WORK TO COMPLETE:
Revise the items below by replacing every "I would be grateful" with "I would appreciate it" and leaving everything else as it is.

Labeled shape records:
--------
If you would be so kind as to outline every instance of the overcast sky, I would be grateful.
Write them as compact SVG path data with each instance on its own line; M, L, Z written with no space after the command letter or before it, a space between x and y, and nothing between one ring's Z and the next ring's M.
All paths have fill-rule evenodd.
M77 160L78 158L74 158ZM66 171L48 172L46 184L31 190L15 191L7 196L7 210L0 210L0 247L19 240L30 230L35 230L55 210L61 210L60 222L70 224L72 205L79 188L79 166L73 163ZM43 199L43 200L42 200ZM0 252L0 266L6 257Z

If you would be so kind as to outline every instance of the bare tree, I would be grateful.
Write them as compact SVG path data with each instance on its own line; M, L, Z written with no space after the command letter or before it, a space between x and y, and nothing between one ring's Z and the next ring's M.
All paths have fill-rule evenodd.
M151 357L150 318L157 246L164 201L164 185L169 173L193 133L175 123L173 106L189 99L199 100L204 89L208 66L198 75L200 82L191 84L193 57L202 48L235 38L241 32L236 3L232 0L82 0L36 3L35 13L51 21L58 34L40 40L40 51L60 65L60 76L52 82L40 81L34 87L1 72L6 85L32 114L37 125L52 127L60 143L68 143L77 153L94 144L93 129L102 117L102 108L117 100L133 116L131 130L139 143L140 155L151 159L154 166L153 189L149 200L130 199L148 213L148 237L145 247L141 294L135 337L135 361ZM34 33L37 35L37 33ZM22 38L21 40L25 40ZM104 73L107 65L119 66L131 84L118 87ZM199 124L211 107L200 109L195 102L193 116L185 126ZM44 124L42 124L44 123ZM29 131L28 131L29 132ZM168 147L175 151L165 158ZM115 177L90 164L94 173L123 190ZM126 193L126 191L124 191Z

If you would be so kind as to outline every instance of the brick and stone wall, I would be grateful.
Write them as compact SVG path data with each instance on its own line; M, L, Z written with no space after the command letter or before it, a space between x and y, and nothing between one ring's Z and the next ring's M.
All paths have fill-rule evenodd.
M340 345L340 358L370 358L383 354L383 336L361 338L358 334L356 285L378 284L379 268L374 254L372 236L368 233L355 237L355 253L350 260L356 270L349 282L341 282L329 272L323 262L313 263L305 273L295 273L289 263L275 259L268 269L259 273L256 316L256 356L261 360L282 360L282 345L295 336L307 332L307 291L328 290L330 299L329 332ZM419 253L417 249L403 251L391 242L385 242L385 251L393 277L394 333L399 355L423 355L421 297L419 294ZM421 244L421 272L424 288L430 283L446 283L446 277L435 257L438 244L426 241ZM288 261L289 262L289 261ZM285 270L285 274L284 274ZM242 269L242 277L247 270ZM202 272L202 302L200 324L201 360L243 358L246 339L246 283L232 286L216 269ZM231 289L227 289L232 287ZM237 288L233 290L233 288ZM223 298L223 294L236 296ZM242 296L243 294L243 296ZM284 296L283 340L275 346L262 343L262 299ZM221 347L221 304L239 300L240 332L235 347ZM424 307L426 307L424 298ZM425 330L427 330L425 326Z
--------
EXPECTED OUTPUT:
If you would be so kind as to outline every instance of the overcast sky, I would appreciate it.
Write them as compact SVG path data with each instance on its own line; M, L, Z written with no space after the command letter or before it, a space between x and y, and nothing between one ring's Z and the next ring's M.
All paths have fill-rule evenodd.
M77 160L78 158L74 158ZM66 171L48 172L46 184L31 190L15 191L7 196L7 210L0 210L0 247L19 240L30 230L35 230L55 210L61 210L60 222L70 224L72 205L79 188L79 166L73 163ZM43 199L43 200L42 200ZM0 252L0 266L6 257Z

If you would be so kind as to outline every instance of the bare tree, I would appreciate it.
Write them as compact SVG path data with each instance on its own line; M, L, Z written with no space after the command letter or before it, a space between x and y, and nothing between one ring's Z and the next ring's M.
All paths have fill-rule evenodd.
M151 357L150 318L157 246L164 201L164 185L169 173L193 133L175 123L173 106L189 99L199 100L204 89L208 66L198 75L200 82L191 84L193 57L202 48L235 38L241 32L236 3L232 0L82 0L36 3L35 13L51 21L58 34L40 40L40 51L60 65L60 76L52 82L40 81L34 87L1 72L6 85L32 114L37 125L52 127L60 143L68 143L77 153L94 144L93 129L102 117L102 108L117 100L133 116L131 130L139 143L140 155L151 159L154 166L153 189L149 200L130 199L148 213L148 237L145 247L141 294L135 337L135 361ZM34 33L37 35L37 33ZM22 38L21 40L25 40ZM104 73L107 65L119 66L131 84L118 87ZM199 124L211 107L200 109L195 102L193 116L185 126ZM44 124L42 124L44 123ZM29 131L28 131L29 132ZM168 147L175 151L165 158ZM115 177L90 164L94 173L123 190ZM126 193L126 191L124 191Z

If you would be so kind as to outline every instance of the brick and stone wall, I would appreciate it.
Write them as compact SVG path data with each instance on its own line; M, L, Z written with no space after the command letter or before it, a space between x and y, and nothing between one ring's Z and the next ring's M.
All paths have fill-rule evenodd.
M340 345L340 358L370 358L383 354L383 336L361 338L358 334L356 285L378 284L379 268L374 254L372 236L368 233L355 237L355 253L350 260L356 270L349 282L341 282L329 272L323 262L313 263L305 273L295 273L289 263L275 259L268 269L259 273L256 316L256 356L261 360L282 360L282 345L295 336L307 332L307 291L328 290L330 299L329 332ZM419 253L417 249L403 251L391 242L385 242L385 251L393 277L394 333L399 355L423 355L421 297L419 294ZM421 244L421 272L424 288L430 283L446 283L446 277L435 257L438 244L426 241ZM288 261L289 262L289 261ZM285 270L285 274L284 274ZM242 269L242 277L247 270ZM202 272L202 302L200 324L201 360L243 358L246 339L246 283L232 286L216 269ZM231 289L227 289L232 287ZM237 288L233 290L233 288ZM223 298L223 294L236 296ZM242 296L243 294L243 296ZM284 296L283 340L275 346L262 343L262 299ZM221 347L221 304L239 300L240 332L235 347ZM424 307L426 307L424 298ZM425 330L427 330L425 326Z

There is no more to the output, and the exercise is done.